◆ Selected extract:

Thai Shrimp and Cabbage
TOTAL TIME: Prep/Total Time: 15 min.
YIELD: 1 serving.
"This spicy shrimp is absolutely wonderful served over shredded cabbage. When I'm in a hurry, I use packaged coleslaw mix instead," notes Beth Malchiodi of Brooklyn, New York. "It's a welcome change from rice."
Ingredients
-
1 cup shredded cabbage
-
3 teaspoons canola oil, divided
-
1 slice onion, halved
-
1 garlic clove, minced
-
8 uncooked large shrimp, peeled and deveined
-
2 tablespoons water
-
1 tablespoon soy sauce
-
1 tablespoon minced fresh cilantro
-
1/8 teaspoon crushed red pepper flakes
Directions
-
1.
In a small skillet, stir-fry the cabbage in 1 teaspoon oil for 2 minutes or until tender. Remove and keep warm. In the same skillet, stir-fry onion and garlic in remaining oil until tender. Add the shrimp, water and soy sauce; stir-fry for 2-3 minutes or until shrimp turn pink. Stir in cilantro and pepper flakes. Serve with cabbage.
Nutrition Facts
1 cup: 267 calories, 15g fat (2g saturated fat), 215mg cholesterol, 1181mg sodium, 6g carbohydrate (3g sugars, 2g fiber), 26g protein.

[Dataset entries]

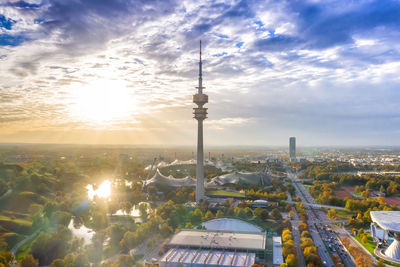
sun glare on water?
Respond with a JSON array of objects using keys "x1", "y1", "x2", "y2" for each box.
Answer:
[
  {"x1": 71, "y1": 80, "x2": 135, "y2": 125},
  {"x1": 86, "y1": 180, "x2": 111, "y2": 199}
]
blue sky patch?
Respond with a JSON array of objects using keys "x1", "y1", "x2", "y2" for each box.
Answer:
[
  {"x1": 213, "y1": 52, "x2": 228, "y2": 57},
  {"x1": 215, "y1": 33, "x2": 229, "y2": 39},
  {"x1": 0, "y1": 14, "x2": 16, "y2": 30},
  {"x1": 0, "y1": 34, "x2": 28, "y2": 46},
  {"x1": 236, "y1": 42, "x2": 244, "y2": 48},
  {"x1": 8, "y1": 1, "x2": 41, "y2": 9}
]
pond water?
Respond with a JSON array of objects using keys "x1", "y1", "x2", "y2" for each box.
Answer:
[{"x1": 68, "y1": 219, "x2": 95, "y2": 245}]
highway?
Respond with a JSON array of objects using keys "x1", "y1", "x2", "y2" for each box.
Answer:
[{"x1": 288, "y1": 170, "x2": 356, "y2": 267}]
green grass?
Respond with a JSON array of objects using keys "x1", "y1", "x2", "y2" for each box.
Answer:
[
  {"x1": 1, "y1": 233, "x2": 25, "y2": 250},
  {"x1": 303, "y1": 184, "x2": 312, "y2": 191},
  {"x1": 0, "y1": 215, "x2": 32, "y2": 233},
  {"x1": 206, "y1": 190, "x2": 245, "y2": 198},
  {"x1": 336, "y1": 210, "x2": 357, "y2": 220},
  {"x1": 354, "y1": 233, "x2": 376, "y2": 255},
  {"x1": 354, "y1": 233, "x2": 400, "y2": 267},
  {"x1": 15, "y1": 234, "x2": 35, "y2": 262}
]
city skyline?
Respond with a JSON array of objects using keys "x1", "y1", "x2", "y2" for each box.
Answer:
[{"x1": 0, "y1": 0, "x2": 400, "y2": 147}]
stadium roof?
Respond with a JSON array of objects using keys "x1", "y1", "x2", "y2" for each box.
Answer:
[
  {"x1": 159, "y1": 249, "x2": 256, "y2": 267},
  {"x1": 145, "y1": 169, "x2": 196, "y2": 187},
  {"x1": 168, "y1": 229, "x2": 266, "y2": 250},
  {"x1": 202, "y1": 218, "x2": 263, "y2": 233},
  {"x1": 208, "y1": 172, "x2": 271, "y2": 186},
  {"x1": 370, "y1": 211, "x2": 400, "y2": 233}
]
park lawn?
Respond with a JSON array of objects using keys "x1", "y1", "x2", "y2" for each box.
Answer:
[
  {"x1": 0, "y1": 232, "x2": 25, "y2": 250},
  {"x1": 206, "y1": 190, "x2": 245, "y2": 198},
  {"x1": 0, "y1": 215, "x2": 32, "y2": 234},
  {"x1": 336, "y1": 210, "x2": 357, "y2": 220},
  {"x1": 354, "y1": 233, "x2": 400, "y2": 267},
  {"x1": 15, "y1": 234, "x2": 36, "y2": 262},
  {"x1": 354, "y1": 233, "x2": 376, "y2": 255}
]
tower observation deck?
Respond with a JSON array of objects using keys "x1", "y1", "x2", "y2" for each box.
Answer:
[{"x1": 193, "y1": 40, "x2": 208, "y2": 203}]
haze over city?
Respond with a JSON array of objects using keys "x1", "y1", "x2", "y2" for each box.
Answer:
[{"x1": 0, "y1": 0, "x2": 400, "y2": 146}]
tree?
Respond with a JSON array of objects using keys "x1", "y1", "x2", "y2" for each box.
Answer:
[
  {"x1": 376, "y1": 259, "x2": 386, "y2": 267},
  {"x1": 106, "y1": 223, "x2": 126, "y2": 246},
  {"x1": 204, "y1": 210, "x2": 214, "y2": 220},
  {"x1": 254, "y1": 208, "x2": 268, "y2": 221},
  {"x1": 244, "y1": 207, "x2": 253, "y2": 219},
  {"x1": 21, "y1": 254, "x2": 39, "y2": 267},
  {"x1": 289, "y1": 210, "x2": 295, "y2": 220},
  {"x1": 298, "y1": 221, "x2": 308, "y2": 233},
  {"x1": 328, "y1": 208, "x2": 337, "y2": 220},
  {"x1": 215, "y1": 210, "x2": 224, "y2": 218},
  {"x1": 51, "y1": 259, "x2": 65, "y2": 267},
  {"x1": 300, "y1": 230, "x2": 311, "y2": 238},
  {"x1": 117, "y1": 254, "x2": 135, "y2": 267},
  {"x1": 139, "y1": 203, "x2": 148, "y2": 221},
  {"x1": 271, "y1": 208, "x2": 282, "y2": 220},
  {"x1": 160, "y1": 223, "x2": 174, "y2": 237},
  {"x1": 189, "y1": 208, "x2": 203, "y2": 225},
  {"x1": 286, "y1": 254, "x2": 297, "y2": 267},
  {"x1": 361, "y1": 235, "x2": 368, "y2": 244}
]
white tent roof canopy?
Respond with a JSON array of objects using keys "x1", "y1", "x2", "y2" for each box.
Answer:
[{"x1": 370, "y1": 211, "x2": 400, "y2": 233}]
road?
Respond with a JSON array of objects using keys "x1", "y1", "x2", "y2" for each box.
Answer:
[
  {"x1": 288, "y1": 168, "x2": 356, "y2": 267},
  {"x1": 286, "y1": 192, "x2": 306, "y2": 266}
]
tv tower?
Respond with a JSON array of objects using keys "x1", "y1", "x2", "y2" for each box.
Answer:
[{"x1": 193, "y1": 40, "x2": 208, "y2": 203}]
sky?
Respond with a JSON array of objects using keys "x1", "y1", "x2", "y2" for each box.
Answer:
[{"x1": 0, "y1": 0, "x2": 400, "y2": 146}]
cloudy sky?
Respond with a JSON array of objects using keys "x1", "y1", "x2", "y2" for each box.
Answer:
[{"x1": 0, "y1": 0, "x2": 400, "y2": 146}]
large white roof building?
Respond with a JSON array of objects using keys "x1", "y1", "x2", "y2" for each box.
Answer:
[
  {"x1": 159, "y1": 218, "x2": 267, "y2": 267},
  {"x1": 370, "y1": 211, "x2": 400, "y2": 262}
]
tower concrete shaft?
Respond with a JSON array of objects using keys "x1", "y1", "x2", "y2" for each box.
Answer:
[{"x1": 193, "y1": 41, "x2": 208, "y2": 203}]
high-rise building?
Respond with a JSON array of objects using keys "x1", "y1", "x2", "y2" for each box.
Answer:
[
  {"x1": 193, "y1": 40, "x2": 208, "y2": 203},
  {"x1": 289, "y1": 137, "x2": 296, "y2": 161}
]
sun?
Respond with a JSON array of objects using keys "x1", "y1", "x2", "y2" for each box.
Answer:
[
  {"x1": 86, "y1": 180, "x2": 111, "y2": 199},
  {"x1": 71, "y1": 80, "x2": 136, "y2": 125}
]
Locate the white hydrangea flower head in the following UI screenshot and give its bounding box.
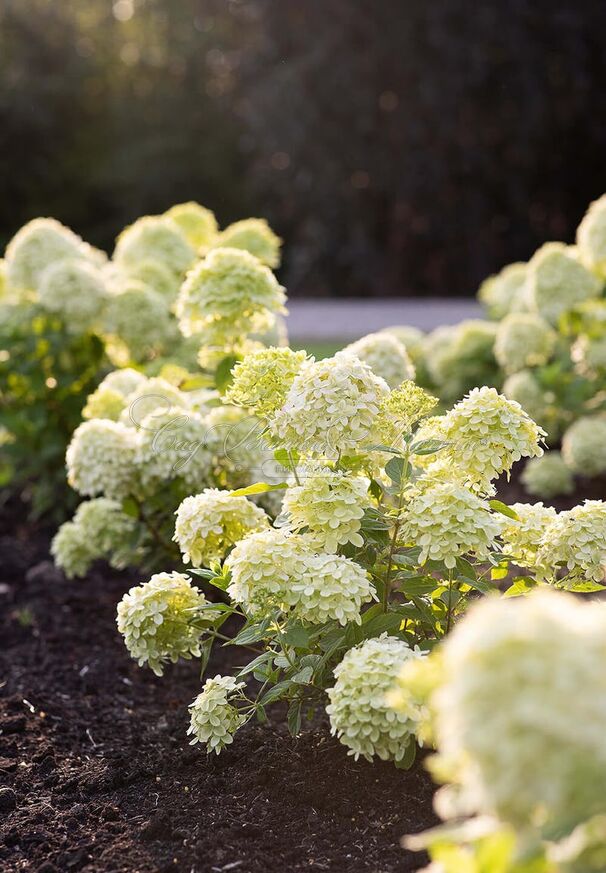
[5,218,89,291]
[82,385,126,421]
[538,500,606,582]
[286,554,378,625]
[343,332,415,388]
[176,248,286,345]
[501,503,557,567]
[51,521,97,579]
[443,387,546,489]
[173,488,269,567]
[494,312,557,373]
[520,451,574,500]
[117,573,206,676]
[269,352,389,458]
[399,482,502,568]
[65,419,136,500]
[577,194,606,279]
[431,591,606,833]
[562,415,606,476]
[478,262,527,321]
[283,468,372,554]
[187,676,246,755]
[38,258,107,333]
[113,215,195,276]
[165,200,219,251]
[225,348,307,416]
[213,218,282,270]
[528,243,601,324]
[105,279,176,361]
[225,528,313,617]
[134,406,217,493]
[326,634,422,762]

◆ Required work:
**1)** Decide whether each statement agrees with the Thai shrimp and cabbage recipe, answering yes or no and quoting the recipe's deciding words: (a) The recipe makes a single serving. (b) The cabbage is stir-fried in 2 teaspoons of oil. (c) The shrimp are cooked until they turn pink.
**2)** Reproduce the part of the Thai shrimp and cabbage recipe from "In a small skillet, stir-fry" up to and including "fiber), 26g protein.".

◆ Exercise answers:
**1)**
(a) Yes: "YIELD: 1 serving."
(b) No: "stir-fry the cabbage in 1 teaspoon oil for 2 minutes or until tender"
(c) Yes: "stir-fry for 2-3 minutes or until shrimp turn pink"

**2)**
In a small skillet, stir-fry the cabbage in 1 teaspoon oil for 2 minutes or until tender. Remove and keep warm. In the same skillet, stir-fry onion and garlic in remaining oil until tender. Add the shrimp, water and soy sauce; stir-fry for 2-3 minutes or until shrimp turn pink. Stir in cilantro and pepper flakes. Serve with cabbage.
Nutrition Facts
1 cup: 267 calories, 15g fat (2g saturated fat), 215mg cholesterol, 1181mg sodium, 6g carbohydrate (3g sugars, 2g fiber), 26g protein.